Your task is to reproduce exactly the lines from the line with "the fire truck for" through the end of the records below.

Data provided =
§
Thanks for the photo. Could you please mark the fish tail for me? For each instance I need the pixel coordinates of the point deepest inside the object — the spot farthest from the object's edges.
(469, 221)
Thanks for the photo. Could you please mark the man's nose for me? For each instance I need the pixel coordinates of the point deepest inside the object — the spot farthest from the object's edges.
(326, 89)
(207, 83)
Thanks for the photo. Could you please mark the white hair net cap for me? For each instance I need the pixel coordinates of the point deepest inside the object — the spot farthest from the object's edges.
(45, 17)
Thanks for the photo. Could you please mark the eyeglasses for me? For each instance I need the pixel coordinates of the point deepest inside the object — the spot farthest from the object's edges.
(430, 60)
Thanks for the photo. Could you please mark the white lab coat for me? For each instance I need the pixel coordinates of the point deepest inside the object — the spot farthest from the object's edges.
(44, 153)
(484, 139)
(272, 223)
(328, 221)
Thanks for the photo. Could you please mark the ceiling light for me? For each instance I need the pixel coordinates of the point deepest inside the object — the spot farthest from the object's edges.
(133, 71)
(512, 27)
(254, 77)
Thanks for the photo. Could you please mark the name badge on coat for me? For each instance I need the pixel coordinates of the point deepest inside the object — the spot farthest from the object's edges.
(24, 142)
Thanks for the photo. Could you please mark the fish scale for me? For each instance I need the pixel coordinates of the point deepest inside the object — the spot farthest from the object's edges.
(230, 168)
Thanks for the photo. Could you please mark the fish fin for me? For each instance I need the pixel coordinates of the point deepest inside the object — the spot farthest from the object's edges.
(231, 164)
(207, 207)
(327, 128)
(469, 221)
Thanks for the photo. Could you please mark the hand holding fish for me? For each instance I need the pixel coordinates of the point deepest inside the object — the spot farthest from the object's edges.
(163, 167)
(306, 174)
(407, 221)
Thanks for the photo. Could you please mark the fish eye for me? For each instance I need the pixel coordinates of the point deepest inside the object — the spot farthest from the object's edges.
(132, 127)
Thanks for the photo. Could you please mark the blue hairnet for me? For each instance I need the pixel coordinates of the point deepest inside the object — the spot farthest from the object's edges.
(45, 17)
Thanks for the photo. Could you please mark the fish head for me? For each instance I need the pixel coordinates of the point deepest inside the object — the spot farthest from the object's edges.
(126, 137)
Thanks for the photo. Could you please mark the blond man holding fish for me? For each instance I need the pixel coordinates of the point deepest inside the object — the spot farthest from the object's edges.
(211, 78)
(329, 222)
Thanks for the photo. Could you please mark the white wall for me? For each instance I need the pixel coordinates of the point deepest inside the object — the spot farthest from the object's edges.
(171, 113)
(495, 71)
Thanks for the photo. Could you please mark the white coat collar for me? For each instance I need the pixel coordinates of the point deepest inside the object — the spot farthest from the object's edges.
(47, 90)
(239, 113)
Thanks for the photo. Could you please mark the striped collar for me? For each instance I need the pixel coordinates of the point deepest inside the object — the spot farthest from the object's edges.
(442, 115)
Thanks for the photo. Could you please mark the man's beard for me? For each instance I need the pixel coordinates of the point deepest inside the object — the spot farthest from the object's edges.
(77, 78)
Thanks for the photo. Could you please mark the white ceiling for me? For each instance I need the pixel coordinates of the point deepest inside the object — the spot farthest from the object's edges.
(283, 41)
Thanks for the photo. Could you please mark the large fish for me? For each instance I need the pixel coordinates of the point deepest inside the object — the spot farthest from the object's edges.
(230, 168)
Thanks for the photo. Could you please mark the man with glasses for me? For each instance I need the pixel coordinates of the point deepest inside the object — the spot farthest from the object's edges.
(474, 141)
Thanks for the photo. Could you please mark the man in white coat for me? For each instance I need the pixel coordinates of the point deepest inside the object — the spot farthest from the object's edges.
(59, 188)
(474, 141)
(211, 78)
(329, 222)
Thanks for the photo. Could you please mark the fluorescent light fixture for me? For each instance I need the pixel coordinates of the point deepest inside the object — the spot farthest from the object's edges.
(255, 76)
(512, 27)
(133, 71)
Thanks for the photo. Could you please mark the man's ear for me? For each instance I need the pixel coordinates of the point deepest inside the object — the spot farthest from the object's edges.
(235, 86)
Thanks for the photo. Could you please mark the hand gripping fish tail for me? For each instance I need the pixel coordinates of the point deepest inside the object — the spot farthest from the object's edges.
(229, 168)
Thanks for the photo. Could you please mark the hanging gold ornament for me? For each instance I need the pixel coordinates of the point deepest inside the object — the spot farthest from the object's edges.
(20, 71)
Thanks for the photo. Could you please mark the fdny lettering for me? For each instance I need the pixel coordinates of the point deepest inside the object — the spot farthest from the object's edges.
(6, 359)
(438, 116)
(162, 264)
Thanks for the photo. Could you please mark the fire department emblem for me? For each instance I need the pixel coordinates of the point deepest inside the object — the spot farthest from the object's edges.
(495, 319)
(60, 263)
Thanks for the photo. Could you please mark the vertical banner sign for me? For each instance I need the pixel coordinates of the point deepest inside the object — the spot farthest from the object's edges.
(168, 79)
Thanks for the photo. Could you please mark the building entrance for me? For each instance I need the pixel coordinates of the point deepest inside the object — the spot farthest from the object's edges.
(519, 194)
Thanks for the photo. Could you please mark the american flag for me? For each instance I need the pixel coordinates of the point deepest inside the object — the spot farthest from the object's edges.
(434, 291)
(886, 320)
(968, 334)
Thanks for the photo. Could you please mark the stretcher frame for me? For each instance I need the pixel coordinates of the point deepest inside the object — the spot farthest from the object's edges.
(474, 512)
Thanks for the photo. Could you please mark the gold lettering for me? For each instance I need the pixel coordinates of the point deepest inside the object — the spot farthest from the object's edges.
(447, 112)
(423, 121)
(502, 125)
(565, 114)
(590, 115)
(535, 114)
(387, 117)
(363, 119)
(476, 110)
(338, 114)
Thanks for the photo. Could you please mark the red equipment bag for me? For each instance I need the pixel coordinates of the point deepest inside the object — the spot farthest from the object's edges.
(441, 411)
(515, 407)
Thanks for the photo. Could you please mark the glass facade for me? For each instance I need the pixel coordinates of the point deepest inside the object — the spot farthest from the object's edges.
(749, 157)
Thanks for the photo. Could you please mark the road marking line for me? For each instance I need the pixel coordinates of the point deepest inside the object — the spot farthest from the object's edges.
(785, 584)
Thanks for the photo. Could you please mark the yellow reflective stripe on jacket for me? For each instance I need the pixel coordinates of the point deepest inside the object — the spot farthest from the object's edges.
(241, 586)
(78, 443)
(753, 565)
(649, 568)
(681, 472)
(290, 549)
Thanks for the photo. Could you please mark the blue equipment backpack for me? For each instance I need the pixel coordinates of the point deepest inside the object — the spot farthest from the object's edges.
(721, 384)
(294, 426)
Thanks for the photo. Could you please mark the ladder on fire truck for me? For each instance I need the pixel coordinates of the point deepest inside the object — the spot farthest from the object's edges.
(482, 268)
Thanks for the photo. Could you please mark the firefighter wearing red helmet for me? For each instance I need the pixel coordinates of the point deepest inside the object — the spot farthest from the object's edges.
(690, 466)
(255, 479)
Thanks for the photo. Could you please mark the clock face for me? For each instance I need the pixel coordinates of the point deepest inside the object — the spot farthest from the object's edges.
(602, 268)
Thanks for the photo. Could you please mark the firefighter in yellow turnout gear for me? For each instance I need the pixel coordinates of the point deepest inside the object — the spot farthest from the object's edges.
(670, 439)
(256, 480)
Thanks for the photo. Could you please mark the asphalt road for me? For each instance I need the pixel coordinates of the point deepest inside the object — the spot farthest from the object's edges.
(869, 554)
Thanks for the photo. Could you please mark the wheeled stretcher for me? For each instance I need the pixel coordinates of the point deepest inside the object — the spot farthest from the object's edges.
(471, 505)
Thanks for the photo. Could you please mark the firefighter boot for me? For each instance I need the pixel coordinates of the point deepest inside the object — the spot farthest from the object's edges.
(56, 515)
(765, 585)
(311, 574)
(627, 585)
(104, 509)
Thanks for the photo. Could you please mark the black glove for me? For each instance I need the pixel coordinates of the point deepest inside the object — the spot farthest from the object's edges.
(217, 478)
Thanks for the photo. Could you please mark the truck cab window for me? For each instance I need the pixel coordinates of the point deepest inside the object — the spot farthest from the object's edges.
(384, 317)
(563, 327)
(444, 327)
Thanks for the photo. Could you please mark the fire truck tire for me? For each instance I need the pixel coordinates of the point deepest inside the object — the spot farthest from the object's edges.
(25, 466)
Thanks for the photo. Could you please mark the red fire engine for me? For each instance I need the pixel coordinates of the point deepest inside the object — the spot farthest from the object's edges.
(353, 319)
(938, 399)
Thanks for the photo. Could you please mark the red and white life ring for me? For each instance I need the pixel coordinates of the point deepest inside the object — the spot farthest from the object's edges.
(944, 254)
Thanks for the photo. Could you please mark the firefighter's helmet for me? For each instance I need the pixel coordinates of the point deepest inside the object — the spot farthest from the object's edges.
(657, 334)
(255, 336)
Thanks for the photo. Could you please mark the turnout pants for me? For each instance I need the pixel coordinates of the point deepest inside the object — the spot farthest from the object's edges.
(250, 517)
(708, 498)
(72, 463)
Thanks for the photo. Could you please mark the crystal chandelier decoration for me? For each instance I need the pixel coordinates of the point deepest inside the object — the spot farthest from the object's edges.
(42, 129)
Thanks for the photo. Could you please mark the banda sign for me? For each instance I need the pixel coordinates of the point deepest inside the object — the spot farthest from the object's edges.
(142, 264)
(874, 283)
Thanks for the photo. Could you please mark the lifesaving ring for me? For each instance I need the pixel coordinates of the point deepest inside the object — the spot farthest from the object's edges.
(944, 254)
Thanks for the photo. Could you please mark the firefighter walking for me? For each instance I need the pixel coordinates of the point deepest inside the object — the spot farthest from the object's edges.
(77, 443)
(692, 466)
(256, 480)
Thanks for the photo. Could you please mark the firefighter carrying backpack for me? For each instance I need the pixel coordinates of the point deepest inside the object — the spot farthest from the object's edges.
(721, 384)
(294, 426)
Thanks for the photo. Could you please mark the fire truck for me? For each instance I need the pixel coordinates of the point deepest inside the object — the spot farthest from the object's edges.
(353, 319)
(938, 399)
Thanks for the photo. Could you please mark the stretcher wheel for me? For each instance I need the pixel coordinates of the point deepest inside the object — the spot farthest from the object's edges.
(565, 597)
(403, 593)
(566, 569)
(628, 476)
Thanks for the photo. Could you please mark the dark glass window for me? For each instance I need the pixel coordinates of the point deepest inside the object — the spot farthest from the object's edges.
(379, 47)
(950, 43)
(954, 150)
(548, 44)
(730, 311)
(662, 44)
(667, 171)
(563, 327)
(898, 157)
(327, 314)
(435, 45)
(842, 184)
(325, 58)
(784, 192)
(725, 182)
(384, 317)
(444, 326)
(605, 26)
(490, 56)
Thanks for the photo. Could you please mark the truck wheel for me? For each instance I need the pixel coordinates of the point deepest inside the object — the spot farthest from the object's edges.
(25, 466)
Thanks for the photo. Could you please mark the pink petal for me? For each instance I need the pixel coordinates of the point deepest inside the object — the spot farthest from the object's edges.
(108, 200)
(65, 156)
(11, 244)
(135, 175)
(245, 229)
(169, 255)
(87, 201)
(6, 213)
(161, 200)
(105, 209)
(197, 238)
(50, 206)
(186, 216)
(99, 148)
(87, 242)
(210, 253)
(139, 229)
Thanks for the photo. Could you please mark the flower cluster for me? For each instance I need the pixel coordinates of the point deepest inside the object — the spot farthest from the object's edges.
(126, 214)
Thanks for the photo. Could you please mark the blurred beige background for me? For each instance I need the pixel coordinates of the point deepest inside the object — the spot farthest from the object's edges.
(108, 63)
§
Result of this task =
Thanks for the photo. Could you please mark the fire truck for me? For each instance I need the pixel coordinates of the point deepest inside the object — the spot farthest from the object's edges.
(353, 319)
(938, 399)
Thanks for the photo. Could you please mark the stretcher wheel for me? For each instance I need the pixel coordinates of the point deepest inside the object — the spot farthest from the object's edges.
(565, 597)
(403, 593)
(566, 569)
(628, 476)
Thanks for the photo. Could you please mark the dark glass window for me? For each instance I need the pixel coordinates of the point deepest inside the object — the spot farthest from the object's edges.
(379, 47)
(950, 43)
(954, 150)
(548, 44)
(730, 311)
(662, 44)
(667, 171)
(563, 327)
(898, 157)
(327, 314)
(435, 45)
(842, 184)
(325, 58)
(784, 192)
(725, 182)
(384, 317)
(444, 326)
(605, 26)
(490, 56)
Thanks for the photo. Could you please mark the truck wheel for me? For each instance I need the pixel coordinates of the point deepest inside the object — the spot farthest from the object's edges.
(25, 466)
Thanks for the photo. Could you please mark the pink petal for me? For each instance I need the pixel coordinates of the point deepest inside the object — the spot farthest from the object's edges.
(108, 200)
(65, 156)
(11, 244)
(135, 175)
(245, 229)
(169, 255)
(87, 201)
(6, 213)
(161, 200)
(105, 209)
(197, 238)
(50, 206)
(186, 216)
(99, 148)
(87, 242)
(210, 253)
(139, 229)
Thanks for the photo. Could you please mark the flower cluster for me? For each instance I need the pixel coordinates of the point deepest inside the object — the spot farthest from the object's edges.
(126, 214)
Thanks for the photo. Could you please mark the blurred beige background for me? For each instance I need the pixel coordinates of the point deepest inside the object — the spot farthest from the object's edges.
(108, 63)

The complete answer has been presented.